The code I rewrote is as follows

# ideal response for all student categories
all_c_eta = (all_class.reshape(-1,1,K)>=Q.reshape(1,I,K)).prod(axis=-1)
all_c_eta = tt.as_tensor(all_c_eta)
with pm.Model() as DINA:
    # number of categories is 8
    C = 8
    # students categories, shape=(N,C)
    student_class_p = pm.Dirichlet("student_class_p",tt.ones(C),shape=(N,C))
    
    # repeat all_c_p I times and transform the shape of all_c_p as (N,I,C) 
    # the possibility in category c
    w = tt.repeat(student_class_p,I).reshape((N,C,I)).transpose(0,2,1)
    
    s_sample = pm.Beta("s",alpha=1,beta=1,shape=(1,I))
    g_sample = pm.Beta("g",1,1,shape=(1,I))
    
    # correct possibility of all possible categories, shape=(C,I)
    all_c_p = pm.Deterministic("all_class_p",all_c_eta*(1-s_sample-g_sample)+g_sample)
    
    # repeat all_c_p N times and transform the shape of all_c_p as (N,I,C)
    # correct possibility 
    n_i_c = tt.repeat(all_c_p,N).reshape((C,I,N)).transpose(2,1,0)
    compond_dist = pm.Bernoulli.dist(p=n_i_c,shape=(N,I,C))
    
    pm.Mixture("Y",w=w,comp_dists=compond_dist,observed=Y)
    # Y.shape=(N,I)

But judging from the results, there seems to be something wrong. :thinking:
The correct classification rate is 78.7%, but it should be closer to 85.3%( directly sample from potential discrete variables ).

Thanks for your help and time :grin:~

^^^^

To-do list -
1. Reproduce word for word the part of the forum post starting at "# repeat all_c_p N" and ending at "# Y.shape=(N,I)".
2. Summarize the forum post in two sentences.

^^^^

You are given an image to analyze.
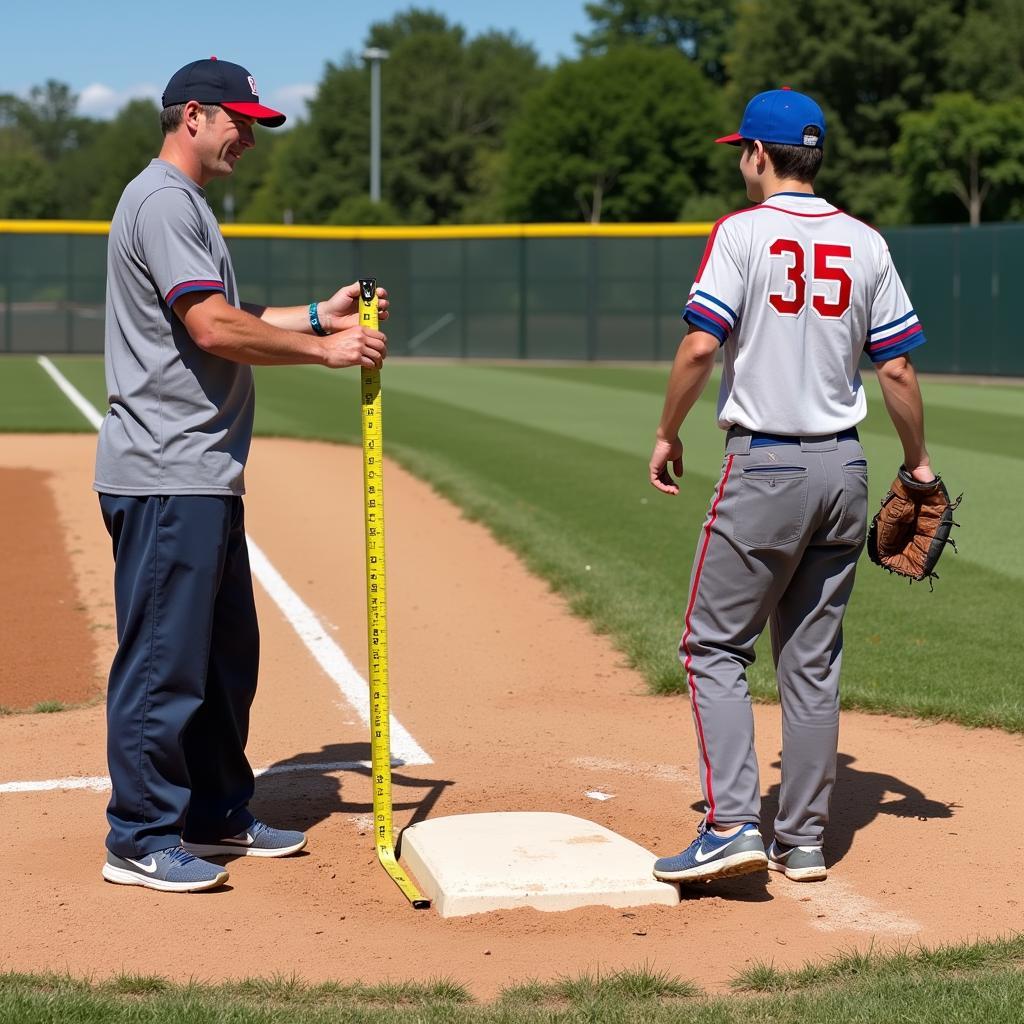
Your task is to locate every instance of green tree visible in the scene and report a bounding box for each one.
[507,46,721,222]
[56,99,162,220]
[729,0,966,222]
[245,9,544,223]
[575,0,736,84]
[7,79,97,160]
[893,92,1024,224]
[944,0,1024,99]
[0,127,59,219]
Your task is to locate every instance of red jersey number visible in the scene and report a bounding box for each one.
[768,239,853,319]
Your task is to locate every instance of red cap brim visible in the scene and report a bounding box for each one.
[220,103,285,128]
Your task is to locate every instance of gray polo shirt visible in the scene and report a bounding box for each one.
[93,160,254,495]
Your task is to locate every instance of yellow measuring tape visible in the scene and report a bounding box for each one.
[359,278,430,910]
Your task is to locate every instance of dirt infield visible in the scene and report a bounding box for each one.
[0,437,1024,997]
[0,466,103,710]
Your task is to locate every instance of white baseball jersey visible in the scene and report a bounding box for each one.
[683,193,925,435]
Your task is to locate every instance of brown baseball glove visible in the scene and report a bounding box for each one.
[867,466,964,583]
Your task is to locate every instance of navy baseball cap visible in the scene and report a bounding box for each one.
[163,57,285,128]
[715,86,825,148]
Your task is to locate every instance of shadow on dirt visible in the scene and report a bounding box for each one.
[245,742,455,831]
[691,753,957,866]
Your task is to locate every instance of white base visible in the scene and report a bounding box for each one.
[401,811,679,918]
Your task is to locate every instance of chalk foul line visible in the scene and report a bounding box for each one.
[28,355,433,770]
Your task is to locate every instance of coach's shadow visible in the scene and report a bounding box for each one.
[243,743,455,831]
[761,754,957,866]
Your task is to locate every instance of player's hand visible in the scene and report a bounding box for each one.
[649,436,683,495]
[321,327,387,370]
[316,281,389,331]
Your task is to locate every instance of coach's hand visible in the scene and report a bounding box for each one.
[317,281,388,331]
[649,436,683,495]
[321,327,387,370]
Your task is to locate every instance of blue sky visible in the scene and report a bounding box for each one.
[0,0,589,117]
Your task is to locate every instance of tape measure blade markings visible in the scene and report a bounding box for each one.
[358,278,430,909]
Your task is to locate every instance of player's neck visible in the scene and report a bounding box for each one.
[758,172,814,203]
[159,133,209,188]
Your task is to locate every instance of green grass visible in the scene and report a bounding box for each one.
[0,936,1024,1024]
[0,357,1024,732]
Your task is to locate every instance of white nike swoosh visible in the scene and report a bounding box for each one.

^^^^

Answers in order -
1.
# repeat all_c_p N times and transform the shape of all_c_p as (N,I,C)
    # correct possibility 
    n_i_c = tt.repeat(all_c_p,N).reshape((C,I,N)).transpose(2,1,0)
    compond_dist = pm.Bernoulli.dist(p=n_i_c,shape=(N,I,C))
    
    pm.Mixture("Y",w=w,comp_dists=compond_dist,observed=Y)
    # Y.shape=(N,I)

2. The post shares rewritten code for a PyMC model named DINA, which uses a Dirichlet prior for student category probabilities, Beta priors for s and g, and a Bernoulli mixture over 8 categories fit to the observed Y. Judging from the results, something seems wrong, since the correct classification rate is 78.7% but should be closer to the 85.3% obtained by sampling directly from the potential discrete variables.